Referring expression data:
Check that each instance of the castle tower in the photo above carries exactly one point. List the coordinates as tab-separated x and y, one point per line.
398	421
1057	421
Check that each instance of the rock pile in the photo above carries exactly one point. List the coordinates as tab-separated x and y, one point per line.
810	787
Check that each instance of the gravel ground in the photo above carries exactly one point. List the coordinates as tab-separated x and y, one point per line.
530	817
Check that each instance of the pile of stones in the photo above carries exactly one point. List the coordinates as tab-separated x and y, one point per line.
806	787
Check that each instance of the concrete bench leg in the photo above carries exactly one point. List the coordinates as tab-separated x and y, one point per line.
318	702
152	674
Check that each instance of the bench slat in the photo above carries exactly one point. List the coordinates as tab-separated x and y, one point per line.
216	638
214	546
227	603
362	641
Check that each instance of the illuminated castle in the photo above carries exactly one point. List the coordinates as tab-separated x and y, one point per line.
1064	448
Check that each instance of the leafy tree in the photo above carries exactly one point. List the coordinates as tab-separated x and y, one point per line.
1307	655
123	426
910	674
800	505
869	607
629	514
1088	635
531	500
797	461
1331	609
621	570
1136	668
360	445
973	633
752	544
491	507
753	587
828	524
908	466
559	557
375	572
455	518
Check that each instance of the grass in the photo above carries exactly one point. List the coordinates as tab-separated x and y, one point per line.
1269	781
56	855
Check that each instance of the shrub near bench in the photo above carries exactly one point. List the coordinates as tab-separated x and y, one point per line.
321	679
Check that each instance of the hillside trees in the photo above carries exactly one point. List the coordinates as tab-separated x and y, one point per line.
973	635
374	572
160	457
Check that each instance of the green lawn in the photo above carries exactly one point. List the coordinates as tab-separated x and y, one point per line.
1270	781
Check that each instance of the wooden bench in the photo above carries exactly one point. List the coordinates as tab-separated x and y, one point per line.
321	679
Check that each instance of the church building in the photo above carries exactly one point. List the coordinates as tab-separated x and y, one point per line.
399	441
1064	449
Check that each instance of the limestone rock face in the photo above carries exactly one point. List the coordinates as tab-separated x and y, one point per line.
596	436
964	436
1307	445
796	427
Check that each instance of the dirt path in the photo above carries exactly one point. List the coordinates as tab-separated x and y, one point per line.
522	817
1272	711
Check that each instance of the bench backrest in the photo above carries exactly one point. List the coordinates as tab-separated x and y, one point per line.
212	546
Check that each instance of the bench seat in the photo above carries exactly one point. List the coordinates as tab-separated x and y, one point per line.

**TRY IT:** Give the entries again exactly, every one.

**TASK OUTPUT:**
Check that each instance of the castle tower in the photo above carries exactly one point. List the coordinates as tab-separated x and y, one point per line.
398	421
1057	421
Check that each instance of the rock pile in the photo above carries exactly one point. List the coordinates as tab-separated x and y, one point per line.
810	787
Check that each instance of the gravel ground in the photo above carries exactly one point. List the coordinates as tab-separated x and y, one point per line.
530	817
Check that each instance of the pile of stones in the photo above carries exactly one point. List the coordinates as tab-separated x and y, one point per line.
806	787
Check that each instance of the concrete bench leg in the photo above carries exactly one point. List the coordinates as tab-separated x and y, one point per line.
318	702
152	674
Check that each instance of the bench slat in the photo above carries exactly one point. List the coordinates as tab-separated x and y, one point per line.
216	638
214	546
227	603
362	641
Check that each instance of the illuminated castle in the photo above carries exactly one point. List the coordinates as tab-separated x and y, one point per line.
1064	448
Check that each instance of the leafy tree in the photo above carries exactly one point. List the coordinates as tab-separated x and y, one point per line.
1307	655
123	426
910	674
800	505
869	607
629	514
1088	635
531	500
797	461
1331	609
621	570
1136	668
360	445
973	633
752	544
491	507
753	587
828	524
908	466
559	557
375	572
455	518
Check that each instance of the grass in the photo above carries exactly one point. List the coordinates as tab-separated x and y, one point per line.
1269	781
56	855
Check that each instance of the shrub near bench in the photo above carries exactly one point. List the coordinates as tab-separated x and y, one point per line.
321	679
Check that each instance of the hillside trees in the photo above carries exactly one point. List the coordinates as tab-separated x and y, one point per line.
973	635
374	572
160	457
Check that each instance of the green lawn in the photo above carries exactly one point. List the coordinates as tab-separated x and y, one point per line.
1270	781
Check that each instance of the wooden bench in the photo above carries exactly one point. List the coordinates as tab-separated x and y, one point per line.
321	679
Check that each instance of the church building in the photo above carries exactly one point. List the coordinates as tab-separated x and y, one point per line.
399	441
1064	449
Check that each instance of the limestone rock face in the photo above carries exactly one point. List the coordinates as tab-separated x and y, one point per line.
596	436
964	436
1307	445
796	427
Check that each instance of the dirt path in the photo above carries exactly one point. List the coordinates as tab-separated x and y, one point per line.
522	817
1272	711
Check that each instance of the bench backrest in the photo above carries exactly one point. List the coordinates as tab-separated x and y, one point per line.
212	546
Check that each instance of the bench seat in the photo above carries exactly one point. List the coordinates as tab-separated x and y, one point per line.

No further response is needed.